--- begin ---

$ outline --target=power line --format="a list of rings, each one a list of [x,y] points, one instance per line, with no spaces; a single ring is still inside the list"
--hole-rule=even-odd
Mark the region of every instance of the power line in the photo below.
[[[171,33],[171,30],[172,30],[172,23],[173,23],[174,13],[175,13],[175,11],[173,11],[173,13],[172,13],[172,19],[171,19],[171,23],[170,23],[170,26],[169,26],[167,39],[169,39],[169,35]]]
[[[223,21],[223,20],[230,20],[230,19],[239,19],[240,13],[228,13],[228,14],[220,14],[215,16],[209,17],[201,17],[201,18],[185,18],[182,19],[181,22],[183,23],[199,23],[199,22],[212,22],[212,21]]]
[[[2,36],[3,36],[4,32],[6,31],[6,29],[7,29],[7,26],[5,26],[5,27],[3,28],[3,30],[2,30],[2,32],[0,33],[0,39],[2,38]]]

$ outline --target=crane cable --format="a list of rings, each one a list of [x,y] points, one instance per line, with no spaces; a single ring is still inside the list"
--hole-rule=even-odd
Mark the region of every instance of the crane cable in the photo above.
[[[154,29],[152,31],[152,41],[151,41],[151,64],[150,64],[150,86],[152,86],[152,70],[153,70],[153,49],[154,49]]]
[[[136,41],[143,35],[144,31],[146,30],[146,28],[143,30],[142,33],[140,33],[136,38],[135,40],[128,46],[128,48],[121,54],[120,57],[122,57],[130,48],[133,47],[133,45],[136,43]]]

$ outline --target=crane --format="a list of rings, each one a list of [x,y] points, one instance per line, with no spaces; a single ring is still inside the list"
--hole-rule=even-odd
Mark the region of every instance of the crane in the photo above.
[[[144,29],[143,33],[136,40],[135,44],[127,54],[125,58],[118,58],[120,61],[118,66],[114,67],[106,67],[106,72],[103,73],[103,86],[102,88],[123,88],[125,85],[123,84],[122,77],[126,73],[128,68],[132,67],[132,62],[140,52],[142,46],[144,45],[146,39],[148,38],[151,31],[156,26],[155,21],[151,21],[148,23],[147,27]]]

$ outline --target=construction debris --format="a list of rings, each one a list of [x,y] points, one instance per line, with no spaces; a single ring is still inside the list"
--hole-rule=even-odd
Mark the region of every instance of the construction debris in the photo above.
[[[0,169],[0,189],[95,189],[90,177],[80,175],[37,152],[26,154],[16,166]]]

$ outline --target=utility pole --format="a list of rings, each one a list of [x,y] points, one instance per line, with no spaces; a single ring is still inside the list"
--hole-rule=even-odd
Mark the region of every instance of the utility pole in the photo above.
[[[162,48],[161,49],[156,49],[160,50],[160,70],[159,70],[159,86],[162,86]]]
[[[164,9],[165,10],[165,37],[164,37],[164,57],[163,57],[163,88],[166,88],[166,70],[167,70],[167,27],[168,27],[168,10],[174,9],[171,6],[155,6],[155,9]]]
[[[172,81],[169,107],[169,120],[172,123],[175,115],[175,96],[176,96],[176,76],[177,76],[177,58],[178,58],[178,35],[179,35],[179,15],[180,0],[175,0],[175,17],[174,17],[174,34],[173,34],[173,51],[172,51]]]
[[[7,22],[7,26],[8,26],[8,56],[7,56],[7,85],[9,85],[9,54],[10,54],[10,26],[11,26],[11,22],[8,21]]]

--- end ---

- **Written instruction**
Repeat exactly the lines starting at the line with "outline --target=construction debris" and ending with the final line of the entries. Include nothing else.

- **Result for this exercise**
$ outline --target=construction debris --format="a list of rings, each one a list of [x,y] points, one instance per line, with no spaces; a single ring is still inside the list"
--hole-rule=even-odd
Mark the region of every instance of the construction debris in the photo above.
[[[0,169],[0,189],[95,189],[90,177],[80,175],[37,152],[26,154],[16,166]]]

$ outline --target=utility pole --format="a list of rings, each one a list of [x,y] points, one instance per line, with no spaces; a single ring is still inside the list"
--hole-rule=even-odd
Mark the region of every instance of the utility pole in the photo above.
[[[162,48],[161,49],[156,49],[160,50],[160,70],[159,70],[159,86],[162,86]]]
[[[164,9],[165,10],[165,37],[164,37],[164,57],[163,57],[163,88],[166,88],[166,70],[167,70],[167,27],[168,27],[168,10],[174,9],[171,6],[155,6],[155,9]]]
[[[172,81],[169,107],[169,120],[172,123],[175,115],[175,96],[176,96],[176,76],[177,76],[177,58],[178,58],[178,35],[179,35],[179,15],[180,0],[175,0],[175,17],[174,17],[174,34],[173,34],[173,51],[172,51]]]
[[[7,22],[7,26],[8,26],[8,56],[7,56],[7,85],[9,85],[9,54],[10,54],[10,26],[11,26],[11,22],[8,21]]]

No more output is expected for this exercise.